Consigna 1: Transcriba del texto sobre Milei y el peronismo todo lo que va desde "Lo cierto que" hasta "no vale todo.", sin cambiar nada.
Consigna 2: Prosiga el texto sobre Milei, el peronismo y el trotskismo a partir de su última oración.

Texto mostrado:
________________________________________
Si el mileísta arquetípico se burla de las desgracias de los pobres diablos que, cree, tiene abajo, una minoría intensa sostén del peronismo mira con desprecio y superioridad moral al votante de Milei. Ambos relatos son gemelos peleados que comparten dos cosas: primero, abstraer que los grandes empresarios que ganan con Milei son exactamente los mismos que ganaron con todos los gobiernos peronistas desde 1983 a hoy. Incluidos los años del kirchnerismo. Y en consonancia, se disuelve el hecho de que las grandes mayorías populares tienen intereses antagónicos con esos sectores, voten a quien voten. En ambos relatos desaparece todo análisis y toda pertenencia de clase.

La lucha y la hegemonía versus la crueldad divisoria

Es curioso: como parte de la campaña contra la izquierda, el trollerío libertario siempre ha responsabilizado al socialismo como causante de una cantidad de muertos que, según el posteo, puede ir de los 20 millones señalados en el libro de Martin Amis, a los 100 millones que saldrán, suponemos, de la suma de los crímenes de Atila, Gengis Kan, El Petiso Orejudo y vaya a saber uno quién más. El libertarianismo hizo un vía crucis contra el marxismo señalando que deviene ineluctablemente en totalitarismo, para lo cuál derivó una maniobra que no por clásica deja de ser usada: igualar marxismo con estalinismo.

Lo cierto que el trotskismo no reivindica ningún autoritarismo sino que postula la conquista de un gobierno de trabajadores y trabajadoras, la construcción de un estado de transición basado en organismos democráticos de la clase trabajadora y las capas medias empobrecidas (como los soviets) para la conquista de una sociedad socialista y no capitalista. Si ese es el “fin”, los medios mal podrían ser las matanzas, la censura, la persecución. Trotsky en “Su moral y la nuestra” hace una detallada disquisición sobre la relación entre fines y medios que podríamos sintetizar así: nunca los fines pueden estar en franca oposición con los medios utilizados para conquistarlos. Y si, llegado el caso, hubiera que apelar a medios extraordinarios (por la dinámica, por ejemplo, de la guerra civil), esos medios deberán ser excepcionales y limitados en tiempo y espacio. Para Trotsky no vale todo.
________________________________________
Información proporcionada:
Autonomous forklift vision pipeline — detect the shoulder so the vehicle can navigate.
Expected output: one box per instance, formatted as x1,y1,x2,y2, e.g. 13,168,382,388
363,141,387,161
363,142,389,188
________________________________________
Respuesta 1:
Lo cierto que el trotskismo no reivindica ningún autoritarismo sino que postula la conquista de un gobierno de trabajadores y trabajadoras, la construcción de un estado de transición basado en organismos democráticos de la clase trabajadora y las capas medias empobrecidas (como los soviets) para la conquista de una sociedad socialista y no capitalista. Si ese es el “fin”, los medios mal podrían ser las matanzas, la censura, la persecución. Trotsky en “Su moral y la nuestra” hace una detallada disquisición sobre la relación entre fines y medios que podríamos sintetizar así: nunca los fines pueden estar en franca oposición con los medios utilizados para conquistarlos. Y si, llegado el caso, hubiera que apelar a medios extraordinarios (por la dinámica, por ejemplo, de la guerra civil), esos medios deberán ser excepcionales y limitados en tiempo y espacio. Para Trotsky no vale todo.

Respuesta 2:
Lo cierto también es que, por el contrario, son nuestros acusadores, en su misión sagrada de dividir y atomizar a los sectores populares, los que postulan que vale todo: mofarse de la desaparición de personas y el secuestro de bebés, convertir el desempleo y los despidos en burla, convertir la maldad en un medio de vida. Ahí sí que “el fin justifica los medios”: si el propósito es conquistar una sociedad con una clase trabajadora pulverizada y sin derechos, y un país a merced del despotismo más brutal de las clases dominantes, entonces para ello vale la crueldad como ideología dominante. Es más: corresponde que así sea.

Hay ahí, pues, una batalla. Pero ojo. La pelea es fundamentalmente material: hay un pleito contra el plan económico de devastación de Milei y de sus verdaderos jefes, la casta ancestral de grandes empresarios, que han sido tan “fanáticos” de la democracia con el mismo ahínco que antes impulsaron las dictaduras militares y hoy apoyan al padre de Conan. Ese pleito es una lucha. Una lucha de clases.

Para enfrentar su poder económico hay que poner en movimiento el incalculable peso social de la clase trabajadora y los sectores populares. Y para eso hay que conquistar lazos de solidaridad que no son esotéricos o ideales, sino que parten de formular las demandas para que en cada plano de la vida se luche por la resolución de las demandas de los explotados y los oprimidos, atacando los intereses y la ganancia de los grandes propietarios. Eso a lo que Gramsci llamaba “hegemonía”.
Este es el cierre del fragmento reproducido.